• _Extracted entries_
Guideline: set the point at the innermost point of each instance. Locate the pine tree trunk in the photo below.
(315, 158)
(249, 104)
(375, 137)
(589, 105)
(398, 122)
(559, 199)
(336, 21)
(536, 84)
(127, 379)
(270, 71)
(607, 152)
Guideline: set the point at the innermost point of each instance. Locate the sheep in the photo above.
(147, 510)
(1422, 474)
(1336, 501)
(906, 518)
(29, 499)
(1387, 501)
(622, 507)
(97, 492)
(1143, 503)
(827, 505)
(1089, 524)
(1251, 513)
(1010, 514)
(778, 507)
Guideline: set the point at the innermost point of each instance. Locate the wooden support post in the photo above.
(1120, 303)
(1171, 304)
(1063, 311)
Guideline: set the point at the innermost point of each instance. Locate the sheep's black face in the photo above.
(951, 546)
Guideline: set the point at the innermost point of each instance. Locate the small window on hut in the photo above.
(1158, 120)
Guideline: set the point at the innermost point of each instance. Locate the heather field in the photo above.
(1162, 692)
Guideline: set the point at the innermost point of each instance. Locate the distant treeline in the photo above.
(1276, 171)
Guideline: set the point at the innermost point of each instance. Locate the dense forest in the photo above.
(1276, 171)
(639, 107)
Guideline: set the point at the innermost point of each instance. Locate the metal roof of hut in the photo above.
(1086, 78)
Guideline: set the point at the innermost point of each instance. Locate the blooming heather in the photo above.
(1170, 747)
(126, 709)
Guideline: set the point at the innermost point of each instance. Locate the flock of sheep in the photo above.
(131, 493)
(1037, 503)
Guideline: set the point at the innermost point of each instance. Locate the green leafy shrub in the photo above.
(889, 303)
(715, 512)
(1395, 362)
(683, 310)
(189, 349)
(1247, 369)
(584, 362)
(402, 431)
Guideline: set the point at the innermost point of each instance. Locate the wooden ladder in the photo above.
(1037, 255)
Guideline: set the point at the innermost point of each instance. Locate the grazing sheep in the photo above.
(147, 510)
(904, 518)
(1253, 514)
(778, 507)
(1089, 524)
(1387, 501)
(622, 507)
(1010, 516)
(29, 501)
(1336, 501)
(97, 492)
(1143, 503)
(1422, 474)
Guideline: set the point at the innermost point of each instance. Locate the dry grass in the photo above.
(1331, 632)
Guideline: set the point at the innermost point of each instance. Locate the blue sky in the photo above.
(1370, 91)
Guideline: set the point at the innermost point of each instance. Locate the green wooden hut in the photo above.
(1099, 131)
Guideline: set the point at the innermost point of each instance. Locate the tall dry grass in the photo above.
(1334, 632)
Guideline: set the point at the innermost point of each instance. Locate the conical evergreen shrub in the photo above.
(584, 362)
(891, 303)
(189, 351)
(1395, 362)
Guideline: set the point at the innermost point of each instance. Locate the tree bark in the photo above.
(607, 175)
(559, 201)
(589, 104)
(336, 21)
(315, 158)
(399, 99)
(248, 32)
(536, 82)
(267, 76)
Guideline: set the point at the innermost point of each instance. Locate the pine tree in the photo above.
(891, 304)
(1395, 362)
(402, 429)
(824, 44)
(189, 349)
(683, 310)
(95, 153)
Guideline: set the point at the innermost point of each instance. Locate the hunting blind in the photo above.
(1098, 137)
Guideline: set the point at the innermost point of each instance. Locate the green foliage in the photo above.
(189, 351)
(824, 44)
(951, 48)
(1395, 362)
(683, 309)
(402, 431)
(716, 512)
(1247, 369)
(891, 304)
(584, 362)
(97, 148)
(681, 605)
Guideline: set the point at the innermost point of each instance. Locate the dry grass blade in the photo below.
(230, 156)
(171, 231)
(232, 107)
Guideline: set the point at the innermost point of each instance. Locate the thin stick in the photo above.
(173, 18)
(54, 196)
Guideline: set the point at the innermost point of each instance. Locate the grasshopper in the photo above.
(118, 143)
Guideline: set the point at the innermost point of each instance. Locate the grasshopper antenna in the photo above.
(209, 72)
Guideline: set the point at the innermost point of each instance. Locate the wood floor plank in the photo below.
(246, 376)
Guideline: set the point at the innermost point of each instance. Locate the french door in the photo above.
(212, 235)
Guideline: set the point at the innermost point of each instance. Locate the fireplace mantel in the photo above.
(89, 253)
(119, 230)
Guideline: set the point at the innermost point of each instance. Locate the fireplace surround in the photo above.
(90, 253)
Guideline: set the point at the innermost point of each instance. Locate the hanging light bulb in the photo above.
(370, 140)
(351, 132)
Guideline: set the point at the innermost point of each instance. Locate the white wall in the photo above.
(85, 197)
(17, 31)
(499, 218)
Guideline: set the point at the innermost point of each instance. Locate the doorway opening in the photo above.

• _Task prompt_
Retype nothing except the lines from the line holding "grasshopper in the photo above." through the last line of the entries, both included.

• _The answer_
Guideline: set the point at the innermost point of each instance. Locate the grasshopper in the photo above.
(118, 143)
Guideline: set the point at the innermost point of each instance. Locate the grasshopper antenna in the photo above.
(209, 72)
Guideline: set the point at the innermost point of each instance. Locate the wood floor plank in the photo below.
(246, 376)
Guideline: set the point at the innermost point of each instance. Locate the french door in the photo above.
(212, 235)
Guideline: set the point at the innermost point of each instance. Locate the fireplace mantel in the photo above.
(89, 253)
(119, 230)
Guideline: set the point at the innermost point of each instance. Locate the fireplace surround in the photo above.
(90, 253)
Guideline: set the point at the innermost point of each instance. Locate the hanging light bulb in the photo above.
(370, 140)
(351, 132)
Guideline: set the point at the innermost point of each instance. Locate the white wall in the photo above.
(85, 197)
(17, 31)
(499, 218)
Guideline: set the point at the innermost point of each instance. Locate the doorway opening in the photo above.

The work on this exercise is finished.